▶ **Tarea a realizar**
Presente como una lista JSON de cadenas, con una cadena por línea y sin las líneas en blanco, el tramo del listado que va desde la línea que contiene "Reviewer note: every instance of the burl" hasta la que contiene "pixel 148 117", ambas incluidas.

____ Listado

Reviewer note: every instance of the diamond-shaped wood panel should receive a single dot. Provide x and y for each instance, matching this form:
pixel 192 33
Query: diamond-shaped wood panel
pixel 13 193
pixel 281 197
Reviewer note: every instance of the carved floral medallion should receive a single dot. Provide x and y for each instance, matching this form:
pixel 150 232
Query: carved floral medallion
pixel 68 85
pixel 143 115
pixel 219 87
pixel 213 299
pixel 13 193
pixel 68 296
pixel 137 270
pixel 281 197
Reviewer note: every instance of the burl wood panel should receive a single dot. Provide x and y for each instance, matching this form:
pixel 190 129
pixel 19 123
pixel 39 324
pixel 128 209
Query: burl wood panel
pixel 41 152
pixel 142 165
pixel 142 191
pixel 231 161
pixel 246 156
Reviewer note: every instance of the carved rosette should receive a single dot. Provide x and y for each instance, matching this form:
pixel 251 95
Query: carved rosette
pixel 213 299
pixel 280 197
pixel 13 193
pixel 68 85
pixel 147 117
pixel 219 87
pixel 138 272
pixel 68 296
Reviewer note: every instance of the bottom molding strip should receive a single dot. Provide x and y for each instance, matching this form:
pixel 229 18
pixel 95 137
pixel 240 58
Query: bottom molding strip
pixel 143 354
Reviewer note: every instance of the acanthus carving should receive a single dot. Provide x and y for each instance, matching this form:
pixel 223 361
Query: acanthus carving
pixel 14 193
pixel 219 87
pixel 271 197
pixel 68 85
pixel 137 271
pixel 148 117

________
____ Listado

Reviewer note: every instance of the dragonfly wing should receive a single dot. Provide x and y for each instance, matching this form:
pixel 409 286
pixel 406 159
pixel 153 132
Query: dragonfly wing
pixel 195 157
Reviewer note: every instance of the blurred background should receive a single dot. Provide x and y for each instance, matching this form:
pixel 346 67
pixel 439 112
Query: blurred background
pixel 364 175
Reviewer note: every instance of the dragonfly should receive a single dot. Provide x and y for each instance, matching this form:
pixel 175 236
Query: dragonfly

________

▶ **Respuesta**
[
  "Reviewer note: every instance of the burl wood panel should receive a single dot. Provide x and y for each instance, matching this form:",
  "pixel 190 129",
  "pixel 19 123",
  "pixel 39 324",
  "pixel 128 209",
  "Query: burl wood panel",
  "pixel 41 152",
  "pixel 142 165",
  "pixel 142 191",
  "pixel 231 161",
  "pixel 246 156",
  "Reviewer note: every instance of the carved rosette should receive a single dot. Provide x and y for each instance, matching this form:",
  "pixel 251 95",
  "Query: carved rosette",
  "pixel 213 299",
  "pixel 280 197",
  "pixel 13 193",
  "pixel 68 85",
  "pixel 147 117",
  "pixel 219 87",
  "pixel 138 272",
  "pixel 68 296",
  "Reviewer note: every instance of the bottom molding strip should receive a single dot. Provide x and y for each instance, matching this form:",
  "pixel 229 18",
  "pixel 95 137",
  "pixel 240 58",
  "Query: bottom molding strip",
  "pixel 143 354",
  "Reviewer note: every instance of the acanthus carving should receive a single dot. Provide x and y for each instance, matching this form:",
  "pixel 223 361",
  "Query: acanthus carving",
  "pixel 14 193",
  "pixel 219 87",
  "pixel 271 197",
  "pixel 68 85",
  "pixel 137 271",
  "pixel 148 117"
]